- YOUR GOAL -
In the research profile of Elizabeth Petri Henske below, what did the laboratory find that somatic mutations in the TSC2 gene cause?

- TEXT UNDER STUDY -

Elizabeth Petri Henske, MD
Photo: Elizabeth P. Henske



Elected 2005
The Henske laboratory focuses on the renal and pulmonary manifestations of tuberous sclerosis complex (TSC). In the lung, young women with TSC can develop lymphangiomyomatosis (LAM), which is a diffuse smooth muscle cell infiltrate accompanied by cystic lung degeneration. We found that somatic mutations in the TSC2 gene cause a sporadic form of LAM. Genetic data indicate that LAM results from a very unusual disease mechanism: metastasis of histologically benign smooth muscle cells. In the kidney, most TSC patients develop angiomyolipomas, which are composed of abnormal blood vessels, smooth muscle cells, and fat cells. We have found that all three components are derived from the same precursor cell, suggesting that tuberin regulates the differentiation of renal mesenchymal cells. Because of the "benign metastasis" model for LAM and the differentiation plasticity in angiomyolipomas, we are currently focusing on the roles of the TSC proteins in cellular pathways regulating growth, differentiation, and metastasis. We found that tuberin, the TSC2 gene product, activates B-Raf kinase via Rheb, the Ras homologue that is the target of tuberin's GTPase activating domain. We have also found that hamartin, the TSC1 gene product, regulates the activity of tuberin in a cell cycle dependent manner. Finally, we have found that Schizosaccharomyces pombe lacking tsc1 or tsc2 have decreased arginine uptake, decreased expression of three amino acid permeases, and low intracellular levels of four members of the arginine biosynthesis pathway, suggesting a role for the TSC proteins in amino acid biosynthesis and sensing.

- SOURCE DATA -
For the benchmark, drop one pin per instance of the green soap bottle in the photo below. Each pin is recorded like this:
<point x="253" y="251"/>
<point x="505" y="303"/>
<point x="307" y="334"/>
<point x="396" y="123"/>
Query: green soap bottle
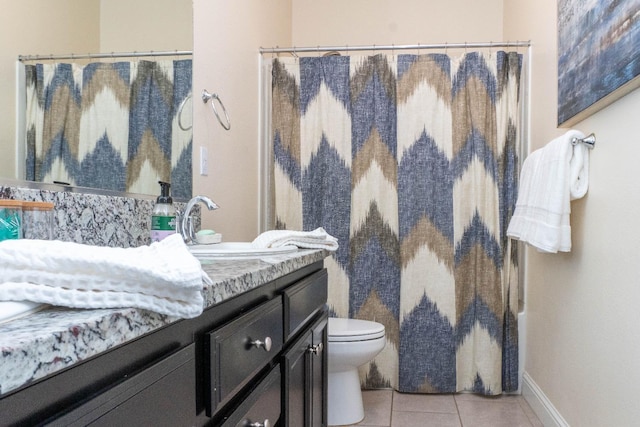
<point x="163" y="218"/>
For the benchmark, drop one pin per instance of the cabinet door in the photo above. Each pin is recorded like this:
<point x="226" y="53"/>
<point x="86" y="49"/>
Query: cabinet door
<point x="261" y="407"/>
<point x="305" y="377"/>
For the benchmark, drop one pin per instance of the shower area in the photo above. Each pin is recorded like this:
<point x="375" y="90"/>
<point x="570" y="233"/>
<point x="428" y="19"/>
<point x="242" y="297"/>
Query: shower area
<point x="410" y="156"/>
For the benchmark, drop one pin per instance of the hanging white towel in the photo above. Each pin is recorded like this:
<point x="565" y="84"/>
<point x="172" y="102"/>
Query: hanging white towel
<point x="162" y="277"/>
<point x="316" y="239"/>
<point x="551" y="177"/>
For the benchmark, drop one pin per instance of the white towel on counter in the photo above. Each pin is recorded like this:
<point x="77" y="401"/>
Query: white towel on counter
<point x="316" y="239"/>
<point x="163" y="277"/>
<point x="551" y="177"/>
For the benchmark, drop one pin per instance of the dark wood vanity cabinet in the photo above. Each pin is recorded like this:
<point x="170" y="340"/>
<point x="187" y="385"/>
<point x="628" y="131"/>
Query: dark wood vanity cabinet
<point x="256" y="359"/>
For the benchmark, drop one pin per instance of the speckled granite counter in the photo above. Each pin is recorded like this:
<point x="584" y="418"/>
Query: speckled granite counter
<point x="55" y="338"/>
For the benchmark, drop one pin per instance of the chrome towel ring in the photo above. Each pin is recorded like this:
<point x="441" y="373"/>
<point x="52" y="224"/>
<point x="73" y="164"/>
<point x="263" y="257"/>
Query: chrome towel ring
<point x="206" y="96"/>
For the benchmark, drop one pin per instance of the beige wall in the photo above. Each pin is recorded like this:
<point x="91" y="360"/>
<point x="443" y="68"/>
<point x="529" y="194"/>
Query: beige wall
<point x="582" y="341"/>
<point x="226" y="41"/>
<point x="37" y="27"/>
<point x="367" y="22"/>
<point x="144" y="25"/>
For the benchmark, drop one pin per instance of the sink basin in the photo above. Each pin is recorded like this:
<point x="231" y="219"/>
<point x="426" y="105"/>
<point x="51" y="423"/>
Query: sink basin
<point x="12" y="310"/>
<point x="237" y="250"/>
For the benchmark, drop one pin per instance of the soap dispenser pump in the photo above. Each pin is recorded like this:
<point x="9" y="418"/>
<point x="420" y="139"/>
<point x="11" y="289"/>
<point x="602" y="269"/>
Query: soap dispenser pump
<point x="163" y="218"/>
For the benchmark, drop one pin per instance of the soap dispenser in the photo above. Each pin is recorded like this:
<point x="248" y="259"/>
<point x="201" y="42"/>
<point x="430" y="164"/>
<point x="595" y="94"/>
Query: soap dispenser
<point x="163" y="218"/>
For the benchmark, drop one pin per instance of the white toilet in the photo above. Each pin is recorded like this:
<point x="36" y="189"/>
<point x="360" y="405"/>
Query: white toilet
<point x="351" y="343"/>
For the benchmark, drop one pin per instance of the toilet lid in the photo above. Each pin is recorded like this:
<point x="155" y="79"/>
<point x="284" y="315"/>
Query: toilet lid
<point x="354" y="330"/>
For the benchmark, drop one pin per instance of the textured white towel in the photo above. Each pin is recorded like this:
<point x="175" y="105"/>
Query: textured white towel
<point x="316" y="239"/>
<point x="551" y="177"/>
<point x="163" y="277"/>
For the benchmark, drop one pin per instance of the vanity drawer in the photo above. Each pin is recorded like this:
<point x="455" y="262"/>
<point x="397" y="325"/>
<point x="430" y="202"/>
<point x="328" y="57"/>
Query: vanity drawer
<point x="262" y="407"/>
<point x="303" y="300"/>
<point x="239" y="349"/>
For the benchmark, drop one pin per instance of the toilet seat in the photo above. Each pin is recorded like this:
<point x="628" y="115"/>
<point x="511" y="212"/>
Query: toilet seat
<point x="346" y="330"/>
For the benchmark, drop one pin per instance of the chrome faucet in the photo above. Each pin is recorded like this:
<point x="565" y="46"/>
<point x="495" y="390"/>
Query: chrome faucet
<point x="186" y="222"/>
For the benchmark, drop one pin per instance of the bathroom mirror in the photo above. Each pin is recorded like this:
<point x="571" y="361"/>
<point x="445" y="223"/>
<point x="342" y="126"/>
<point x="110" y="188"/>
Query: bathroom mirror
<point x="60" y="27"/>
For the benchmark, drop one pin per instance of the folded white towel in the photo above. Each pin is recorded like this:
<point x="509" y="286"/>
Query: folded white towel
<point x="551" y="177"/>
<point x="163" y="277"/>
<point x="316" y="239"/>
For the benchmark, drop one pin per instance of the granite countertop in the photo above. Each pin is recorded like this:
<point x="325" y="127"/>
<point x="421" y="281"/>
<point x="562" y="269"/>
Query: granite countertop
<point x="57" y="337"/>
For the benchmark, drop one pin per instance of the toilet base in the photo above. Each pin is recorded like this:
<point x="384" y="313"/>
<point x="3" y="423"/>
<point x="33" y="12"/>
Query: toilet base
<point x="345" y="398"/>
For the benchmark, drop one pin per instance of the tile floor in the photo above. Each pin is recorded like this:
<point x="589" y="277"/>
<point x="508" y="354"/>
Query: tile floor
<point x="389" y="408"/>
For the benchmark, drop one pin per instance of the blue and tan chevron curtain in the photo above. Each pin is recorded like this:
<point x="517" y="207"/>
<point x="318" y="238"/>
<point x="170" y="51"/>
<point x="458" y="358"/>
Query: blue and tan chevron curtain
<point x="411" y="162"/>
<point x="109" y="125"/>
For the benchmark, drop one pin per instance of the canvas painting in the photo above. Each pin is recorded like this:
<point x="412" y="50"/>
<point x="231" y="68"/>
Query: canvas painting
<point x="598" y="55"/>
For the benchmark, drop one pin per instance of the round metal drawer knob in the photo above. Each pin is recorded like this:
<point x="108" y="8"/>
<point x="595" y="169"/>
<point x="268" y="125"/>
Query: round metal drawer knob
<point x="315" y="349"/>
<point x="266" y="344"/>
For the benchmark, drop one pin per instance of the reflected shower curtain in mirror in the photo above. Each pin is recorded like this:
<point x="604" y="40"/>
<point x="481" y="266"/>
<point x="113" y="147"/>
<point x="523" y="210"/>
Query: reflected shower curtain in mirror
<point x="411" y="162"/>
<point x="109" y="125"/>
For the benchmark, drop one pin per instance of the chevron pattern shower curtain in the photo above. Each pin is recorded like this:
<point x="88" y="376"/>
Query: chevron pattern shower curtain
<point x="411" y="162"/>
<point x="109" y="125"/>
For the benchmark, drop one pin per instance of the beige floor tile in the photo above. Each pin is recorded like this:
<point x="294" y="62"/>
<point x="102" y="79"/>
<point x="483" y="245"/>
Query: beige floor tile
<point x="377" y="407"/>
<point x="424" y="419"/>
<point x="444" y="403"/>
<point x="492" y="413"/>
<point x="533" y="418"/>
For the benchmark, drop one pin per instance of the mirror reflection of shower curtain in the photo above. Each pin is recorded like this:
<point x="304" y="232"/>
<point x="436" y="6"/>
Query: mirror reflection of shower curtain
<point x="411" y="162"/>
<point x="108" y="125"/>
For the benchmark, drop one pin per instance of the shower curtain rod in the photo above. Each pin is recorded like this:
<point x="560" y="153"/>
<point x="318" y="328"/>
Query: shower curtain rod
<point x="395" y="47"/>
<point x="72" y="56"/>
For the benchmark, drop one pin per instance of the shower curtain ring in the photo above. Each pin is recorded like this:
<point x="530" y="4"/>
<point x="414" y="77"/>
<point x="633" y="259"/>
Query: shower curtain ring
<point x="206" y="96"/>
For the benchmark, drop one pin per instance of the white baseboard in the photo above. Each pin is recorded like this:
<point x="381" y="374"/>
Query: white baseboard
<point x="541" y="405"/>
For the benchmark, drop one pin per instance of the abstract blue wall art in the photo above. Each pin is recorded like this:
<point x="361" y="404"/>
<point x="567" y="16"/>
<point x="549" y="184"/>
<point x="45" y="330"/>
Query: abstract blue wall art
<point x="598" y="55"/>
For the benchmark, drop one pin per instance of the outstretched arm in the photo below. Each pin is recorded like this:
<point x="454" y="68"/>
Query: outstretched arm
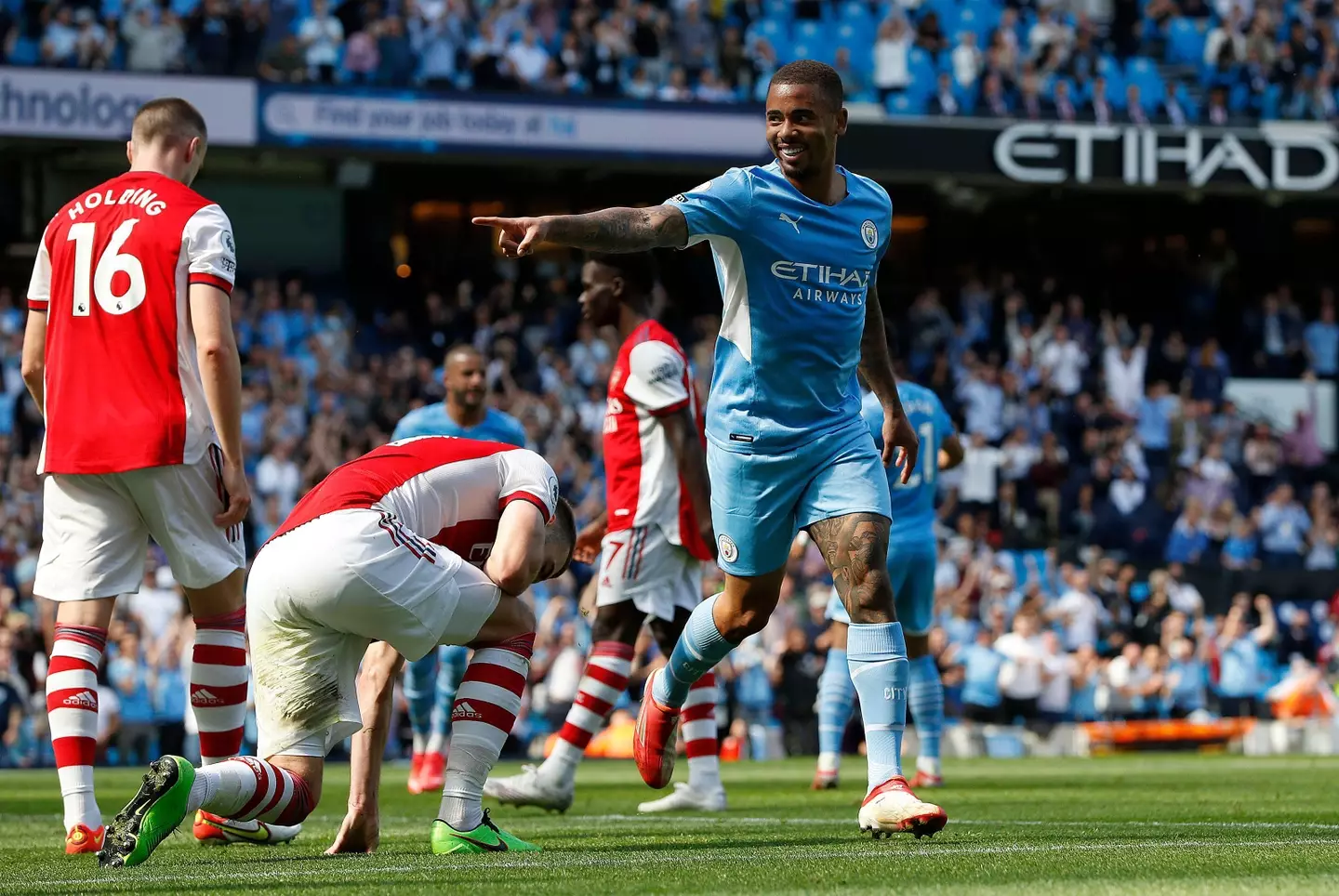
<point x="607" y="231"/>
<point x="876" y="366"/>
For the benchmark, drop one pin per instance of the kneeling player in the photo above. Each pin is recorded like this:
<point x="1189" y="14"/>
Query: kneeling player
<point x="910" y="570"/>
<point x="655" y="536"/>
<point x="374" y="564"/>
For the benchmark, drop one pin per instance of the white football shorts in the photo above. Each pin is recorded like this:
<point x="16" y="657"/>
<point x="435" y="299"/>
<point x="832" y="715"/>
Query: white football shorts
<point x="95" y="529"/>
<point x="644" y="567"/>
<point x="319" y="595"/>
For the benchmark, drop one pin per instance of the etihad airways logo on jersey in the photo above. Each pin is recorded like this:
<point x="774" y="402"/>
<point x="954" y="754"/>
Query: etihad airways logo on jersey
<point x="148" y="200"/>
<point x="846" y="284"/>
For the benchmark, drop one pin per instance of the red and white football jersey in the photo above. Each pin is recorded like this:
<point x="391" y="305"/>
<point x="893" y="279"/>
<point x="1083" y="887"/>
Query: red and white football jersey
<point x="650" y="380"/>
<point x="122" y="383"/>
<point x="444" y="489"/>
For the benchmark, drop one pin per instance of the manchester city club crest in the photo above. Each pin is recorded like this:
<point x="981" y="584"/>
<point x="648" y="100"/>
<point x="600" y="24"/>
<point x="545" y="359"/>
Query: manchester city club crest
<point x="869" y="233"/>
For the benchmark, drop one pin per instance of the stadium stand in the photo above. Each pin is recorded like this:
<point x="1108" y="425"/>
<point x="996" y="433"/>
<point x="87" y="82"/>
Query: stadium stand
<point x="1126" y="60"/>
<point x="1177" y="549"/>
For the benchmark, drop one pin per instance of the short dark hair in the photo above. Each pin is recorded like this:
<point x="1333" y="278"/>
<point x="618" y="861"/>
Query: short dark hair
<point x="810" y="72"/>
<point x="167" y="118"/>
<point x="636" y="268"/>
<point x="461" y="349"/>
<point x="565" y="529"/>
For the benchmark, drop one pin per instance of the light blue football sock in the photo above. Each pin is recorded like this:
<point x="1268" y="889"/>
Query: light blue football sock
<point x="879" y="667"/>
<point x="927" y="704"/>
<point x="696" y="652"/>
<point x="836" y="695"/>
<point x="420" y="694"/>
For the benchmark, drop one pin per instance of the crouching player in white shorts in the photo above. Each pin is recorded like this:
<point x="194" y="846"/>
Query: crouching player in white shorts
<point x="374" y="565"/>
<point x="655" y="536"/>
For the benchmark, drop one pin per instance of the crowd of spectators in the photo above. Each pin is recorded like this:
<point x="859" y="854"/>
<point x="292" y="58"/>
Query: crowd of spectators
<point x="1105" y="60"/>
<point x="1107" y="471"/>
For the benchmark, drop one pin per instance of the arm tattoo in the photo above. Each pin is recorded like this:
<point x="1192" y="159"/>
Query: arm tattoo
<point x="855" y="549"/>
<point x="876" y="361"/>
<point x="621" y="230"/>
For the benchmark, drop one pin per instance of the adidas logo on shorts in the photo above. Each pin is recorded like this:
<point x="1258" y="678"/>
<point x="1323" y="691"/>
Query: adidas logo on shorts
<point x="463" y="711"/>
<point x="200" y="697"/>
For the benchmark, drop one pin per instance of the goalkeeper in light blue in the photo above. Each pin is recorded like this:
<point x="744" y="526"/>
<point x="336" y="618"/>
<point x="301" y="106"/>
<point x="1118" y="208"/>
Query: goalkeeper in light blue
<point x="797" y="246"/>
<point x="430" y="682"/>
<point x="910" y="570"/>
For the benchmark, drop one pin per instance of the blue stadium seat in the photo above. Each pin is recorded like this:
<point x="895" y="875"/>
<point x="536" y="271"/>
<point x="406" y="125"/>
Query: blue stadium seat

- EXPECTED ANSWER -
They cause a sporadic form of lymphangiomyomatosis (LAM).